Region pointing data
>>>
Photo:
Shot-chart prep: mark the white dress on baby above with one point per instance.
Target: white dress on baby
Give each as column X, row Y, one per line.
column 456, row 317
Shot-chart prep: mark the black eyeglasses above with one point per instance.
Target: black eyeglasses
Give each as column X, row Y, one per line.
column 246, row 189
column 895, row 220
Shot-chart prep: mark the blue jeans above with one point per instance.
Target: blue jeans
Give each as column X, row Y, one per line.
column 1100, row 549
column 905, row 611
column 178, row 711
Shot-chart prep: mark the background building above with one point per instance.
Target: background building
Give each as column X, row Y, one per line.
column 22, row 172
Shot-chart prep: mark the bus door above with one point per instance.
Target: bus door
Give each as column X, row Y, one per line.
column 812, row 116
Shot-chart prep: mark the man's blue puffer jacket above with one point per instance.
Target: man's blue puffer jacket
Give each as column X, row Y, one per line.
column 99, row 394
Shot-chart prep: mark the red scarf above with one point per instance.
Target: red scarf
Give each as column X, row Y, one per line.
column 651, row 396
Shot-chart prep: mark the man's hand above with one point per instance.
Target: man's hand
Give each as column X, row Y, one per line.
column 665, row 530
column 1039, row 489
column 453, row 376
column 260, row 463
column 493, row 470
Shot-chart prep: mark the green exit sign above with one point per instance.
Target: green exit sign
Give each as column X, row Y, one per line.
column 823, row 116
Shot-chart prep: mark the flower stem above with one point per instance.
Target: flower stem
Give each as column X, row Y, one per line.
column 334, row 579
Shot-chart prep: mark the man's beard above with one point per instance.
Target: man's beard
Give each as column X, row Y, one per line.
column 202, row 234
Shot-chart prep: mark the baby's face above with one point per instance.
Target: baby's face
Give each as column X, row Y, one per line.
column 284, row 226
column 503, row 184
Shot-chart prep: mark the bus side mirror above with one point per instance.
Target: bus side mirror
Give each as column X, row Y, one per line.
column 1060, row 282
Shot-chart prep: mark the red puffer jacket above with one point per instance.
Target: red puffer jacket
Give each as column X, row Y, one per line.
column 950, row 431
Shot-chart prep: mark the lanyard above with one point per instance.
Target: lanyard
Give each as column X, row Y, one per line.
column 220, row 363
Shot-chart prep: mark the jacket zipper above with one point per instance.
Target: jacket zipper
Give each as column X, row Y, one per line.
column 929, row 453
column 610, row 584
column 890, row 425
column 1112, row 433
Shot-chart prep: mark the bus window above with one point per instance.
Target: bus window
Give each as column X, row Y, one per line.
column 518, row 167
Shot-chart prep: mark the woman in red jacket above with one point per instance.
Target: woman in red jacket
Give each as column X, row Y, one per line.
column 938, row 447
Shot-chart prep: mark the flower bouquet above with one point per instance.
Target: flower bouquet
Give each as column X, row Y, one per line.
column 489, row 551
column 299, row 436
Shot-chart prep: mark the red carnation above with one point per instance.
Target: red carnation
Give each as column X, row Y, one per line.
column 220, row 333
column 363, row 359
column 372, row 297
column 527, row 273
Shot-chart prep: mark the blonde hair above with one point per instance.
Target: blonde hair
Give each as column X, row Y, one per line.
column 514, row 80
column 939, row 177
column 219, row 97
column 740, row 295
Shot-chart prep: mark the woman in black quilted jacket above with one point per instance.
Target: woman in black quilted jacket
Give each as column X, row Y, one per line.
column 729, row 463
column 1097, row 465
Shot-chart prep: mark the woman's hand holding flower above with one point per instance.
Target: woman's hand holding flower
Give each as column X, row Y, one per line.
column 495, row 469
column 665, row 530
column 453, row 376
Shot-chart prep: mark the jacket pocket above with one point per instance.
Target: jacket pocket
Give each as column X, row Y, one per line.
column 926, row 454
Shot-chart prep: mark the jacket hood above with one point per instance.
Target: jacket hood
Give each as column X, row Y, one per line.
<<<
• [WHAT IS BEING ASKED] Could you copy each line above word for word?

• [RESPONSE]
Photo:
Shot-chart prep: mark the white dress on baby above with one point per instance.
Target: white dress on baby
Give each as column X, row Y, one per line.
column 456, row 317
Shot-chart prep: mark the black eyeglasses above with one point per instance.
Target: black eyeglasses
Give each as column X, row Y, one per line.
column 246, row 189
column 895, row 220
Shot-chart prep: mark the blue jeans above with one point per instance.
Target: blue jeans
Give each as column X, row Y, one per line.
column 1100, row 549
column 905, row 611
column 178, row 711
Shot-chart prep: mark the background building above with one point per instance.
Target: background building
Give each as column X, row Y, one per line.
column 22, row 172
Shot-chart prep: mark the bus door above with one point per instance.
Target: bus door
Give each as column X, row Y, one per line.
column 812, row 116
Shot-chart prep: mark the man's blue puffer jacket above with one point per instance.
Target: man's blue puffer jacket
Give each as column X, row Y, one per line.
column 99, row 394
Shot-chart prep: mark the red scarf above with one point per instance.
Target: red scarf
Give each as column X, row Y, one per line.
column 651, row 396
Shot-chart prep: mark the man's hand above with one point per instance.
Target: man's hand
Give each as column X, row Y, one per line.
column 665, row 530
column 1039, row 489
column 453, row 376
column 260, row 463
column 493, row 470
Shot-chart prep: mark the green exit sign above with one point per instance.
Target: green exit sign
Give each as column X, row Y, one per line.
column 823, row 116
Shot-chart prep: mark the flower stem above with one point per instance.
Target: flower stem
Give each as column X, row Y, one per line.
column 334, row 579
Shot-chart prep: mark the man's beard above with one point per instance.
Target: man's beard
Give each as column X, row Y, one per line.
column 202, row 234
Shot-chart prep: mark the baby's face above with one point per instance.
Target: baby's face
Give each as column X, row Y, one per line.
column 284, row 226
column 503, row 184
Shot-chart prep: mark the bus side mirror above with one point per instance.
Target: bus side mirror
Give each as column X, row Y, one per line.
column 1060, row 282
Shot-chart prep: mark the red puffer jacket above with one point per instance.
Target: red puffer jacket
Give each as column X, row Y, one per line.
column 950, row 431
Shot-chart prep: mark the lanyard above with one point per instance.
Target: lanyard
Give each as column X, row Y, one per line.
column 220, row 363
Shot-chart prep: mark the jacket zipper above with one point per instance.
Target: jacket zipper
Give each as column X, row Y, one per line.
column 929, row 453
column 610, row 584
column 890, row 425
column 1112, row 433
Shot-chart prep: mark the bus window above with one point per instance.
Target: bus window
Give each as column X, row Y, one per line.
column 518, row 167
Shot-chart prep: mark the woman in red jacket above with one point per instance.
Target: woman in red jacket
Give each as column X, row Y, one per line.
column 938, row 447
Shot-chart prep: mark the flower bouquet above with one point per instance.
Target: flower bouquet
Give each as column X, row Y, one per line.
column 489, row 551
column 299, row 436
Shot-chart prep: mark the red carnation above with one point per instance.
Target: red carnation
Give each as column X, row Y, one per line.
column 220, row 333
column 363, row 359
column 372, row 297
column 527, row 273
Shot-chart prep: mark the blonde hair above with one point per instance.
Target: blonde hair
Give each as column X, row Y, one per line.
column 514, row 80
column 939, row 177
column 219, row 97
column 740, row 295
Shot-chart prep: mark the woman in black quilted jacket above with one point per instance.
Target: woman in black quilted jacket
Give each as column X, row Y, one per line.
column 729, row 463
column 1097, row 465
Shot-chart prep: mark the woman's hand holding flower above with one point per instance.
Target: woman's hand holding flower
Give each as column X, row Y, one per line.
column 495, row 469
column 665, row 530
column 453, row 376
Shot-chart prep: mark the jacket pocket above with one point per instance.
Target: jacket pocket
Give each as column X, row Y, one per line.
column 926, row 454
Shot-chart prep: mark the jacket hood above with one point per instance.
Target: jacket hood
Give each as column X, row Y, one per line.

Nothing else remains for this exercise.